Budworms are generally more resistant to certain insecticides (e.g., pyrethroids) than bollworms, but are more sensitive to the Bt toxins in transgenic cotton. Aphids and other secondary pests may increase following applications or broad-spectrum insecticides targeting budworm or bollworms due to the destruction of natural enemies. When secondary pests are present during a budworm or bollworm outbreak, use of a selective insecticide may help prevent a secondary pest outbreak. Insecticides in the diamide, oxadiazine and spinosyn classes are more selective than the pyrethroid and carbamate insecticide classes (see the list of suggested insecticides).
|Bollworm and Tobacco Budworm Action Threshold Based on Boll Damage|
|Cotton stage||Action threshold (both Bt and non-Bt cotton)|
|Before bloom||≥ 8 worms (≥1/4 inch) per 100 plants or when populations threaten to reduce square retention below 80 percent|
|After boll formation||≥ 6% damaged squares and/or bolls and worms are present|
|Fields that have accumulated 350 DD60s beyond 5 NAWF are no longer susceptible to first or second instar bollworm/tobacco budworm larvae. Action threshold should be adjusted according to yield potential and production system (dryland vs irrigated).|
Suggested Insecticides and Rates for Managing Cotton Bollworm
|Product Name/Common Name||Insecticide Active Ingredient/s||Formulated Rate (fl oz or oz/A)||lb AI/A||Acres Treated per gallon/lb||Insecticide Class (*IRAC Groups)|
|Lannate LV||Methomyl||24-36||0.45-0.68||5.5-3.5||Carbamate (1A)|
|Steward EC||Indoxacarb||9.2-11.3||0.09-0.11||14-11.5||Oxadiazines (22A)|
|Fanfare ES||Bifenthrin^||2.6-6.4||0.04-0.10||49.23-20||Pyrethroid (3A)|
|Brigade 2EC||Bifenthrin||2.6-6.4||0.04-0.10||49.23-20||Pyrethroid (3A)|
|Discipline 2EC||Bifenthrin||2.6-6.4||0.04-0.10||49.23-20||Pyrethroid (3A)|
|Karate/ Warrior II||Lambda-cyhalothrin||1.60-2.56||0.025-0.04||80-50||Pyrethroid (3A)|
|Mustang Maxx||Zeta-cypermethrin||2.64-3.60||0.0165-0.0225||48.49-35.56||Pyrethroid (3A)|
|Baythroid XL||Beta-cyfluthrin||1.6-2.6||0.013-0.021||80-49.23||Pyrethroid (3A)|

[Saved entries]
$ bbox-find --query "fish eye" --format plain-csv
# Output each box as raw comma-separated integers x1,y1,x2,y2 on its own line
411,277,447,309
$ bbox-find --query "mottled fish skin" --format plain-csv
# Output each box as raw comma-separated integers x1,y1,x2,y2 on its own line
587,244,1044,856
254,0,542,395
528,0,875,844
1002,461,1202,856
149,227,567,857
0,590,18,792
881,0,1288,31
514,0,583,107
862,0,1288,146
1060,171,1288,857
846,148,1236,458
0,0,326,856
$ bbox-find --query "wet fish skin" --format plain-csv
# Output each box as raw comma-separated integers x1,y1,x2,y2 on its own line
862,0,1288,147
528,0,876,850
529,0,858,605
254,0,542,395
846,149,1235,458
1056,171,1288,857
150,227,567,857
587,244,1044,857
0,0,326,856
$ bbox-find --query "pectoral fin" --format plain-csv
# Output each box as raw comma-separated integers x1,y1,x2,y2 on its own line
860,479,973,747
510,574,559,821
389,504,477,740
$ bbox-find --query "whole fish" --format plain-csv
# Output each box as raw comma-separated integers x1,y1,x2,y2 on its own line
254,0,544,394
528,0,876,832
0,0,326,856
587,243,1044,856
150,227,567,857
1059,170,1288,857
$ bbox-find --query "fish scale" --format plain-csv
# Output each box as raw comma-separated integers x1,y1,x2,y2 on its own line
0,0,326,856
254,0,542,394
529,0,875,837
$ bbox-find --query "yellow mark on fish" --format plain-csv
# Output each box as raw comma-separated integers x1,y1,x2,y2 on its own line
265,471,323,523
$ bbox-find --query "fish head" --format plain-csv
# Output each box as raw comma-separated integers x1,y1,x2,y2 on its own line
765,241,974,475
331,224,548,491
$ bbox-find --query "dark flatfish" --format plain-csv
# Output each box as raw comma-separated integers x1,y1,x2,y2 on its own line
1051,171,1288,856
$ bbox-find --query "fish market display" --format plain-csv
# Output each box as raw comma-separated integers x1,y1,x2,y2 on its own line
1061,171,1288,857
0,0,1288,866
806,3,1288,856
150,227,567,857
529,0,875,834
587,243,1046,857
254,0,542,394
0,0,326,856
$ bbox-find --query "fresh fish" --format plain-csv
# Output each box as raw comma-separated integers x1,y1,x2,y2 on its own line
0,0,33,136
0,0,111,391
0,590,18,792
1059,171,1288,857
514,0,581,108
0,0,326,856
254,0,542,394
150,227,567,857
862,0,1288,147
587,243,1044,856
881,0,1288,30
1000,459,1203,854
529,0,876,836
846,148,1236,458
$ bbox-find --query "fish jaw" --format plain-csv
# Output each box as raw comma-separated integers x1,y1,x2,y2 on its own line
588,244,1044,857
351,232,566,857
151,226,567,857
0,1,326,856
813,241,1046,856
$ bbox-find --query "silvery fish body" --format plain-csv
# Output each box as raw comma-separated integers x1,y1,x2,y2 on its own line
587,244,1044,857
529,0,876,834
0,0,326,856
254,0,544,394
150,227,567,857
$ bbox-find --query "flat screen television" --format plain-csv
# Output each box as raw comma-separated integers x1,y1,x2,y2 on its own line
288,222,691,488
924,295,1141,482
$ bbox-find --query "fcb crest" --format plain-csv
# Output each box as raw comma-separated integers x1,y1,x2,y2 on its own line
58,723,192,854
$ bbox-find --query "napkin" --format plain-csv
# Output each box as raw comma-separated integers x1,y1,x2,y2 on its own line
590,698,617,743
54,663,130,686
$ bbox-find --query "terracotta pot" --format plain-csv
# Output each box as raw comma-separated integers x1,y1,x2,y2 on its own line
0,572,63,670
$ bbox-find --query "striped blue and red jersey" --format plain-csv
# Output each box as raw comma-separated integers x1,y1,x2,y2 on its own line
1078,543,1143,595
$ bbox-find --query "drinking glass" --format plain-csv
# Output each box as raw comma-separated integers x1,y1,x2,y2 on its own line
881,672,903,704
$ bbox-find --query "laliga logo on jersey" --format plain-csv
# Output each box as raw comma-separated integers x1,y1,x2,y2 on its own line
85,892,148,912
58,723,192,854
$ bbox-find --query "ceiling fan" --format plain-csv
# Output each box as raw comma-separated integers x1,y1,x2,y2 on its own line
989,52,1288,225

QUESTIONS ON THE MATERIAL >>
A - Answer these questions from the text on cotton bollworm and budworm:
(i) Which three insecticide classes does it call more selective than the pyrethroid and carbamate classes?
(ii) What is the action threshold after boll formation?
(iii) What is the active ingredient of Mustang Maxx?
B - Quote the stretch of the text on cotton bollworm and budworm from "Budworms are generally" through "of suggested insecticides).".
The saved entries stand apart from the text on cotton bollworm and budworm.

OUTPUTS FOR THE TASKS >>
A -
(i) The diamide, oxadiazine and spinosyn classes.
(ii) 6% or more damaged squares and/or bolls, with worms present.
(iii) Zeta-cypermethrin.

B -
Budworms are generally more resistant to certain insecticides (e.g., pyrethroids) than bollworms, but are more sensitive to the Bt toxins in transgenic cotton. Aphids and other secondary pests may increase following applications or broad-spectrum insecticides targeting budworm or bollworms due to the destruction of natural enemies. When secondary pests are present during a budworm or bollworm outbreak, use of a selective insecticide may help prevent a secondary pest outbreak. Insecticides in the diamide, oxadiazine and spinosyn classes are more selective than the pyrethroid and carbamate insecticide classes (see the list of suggested insecticides).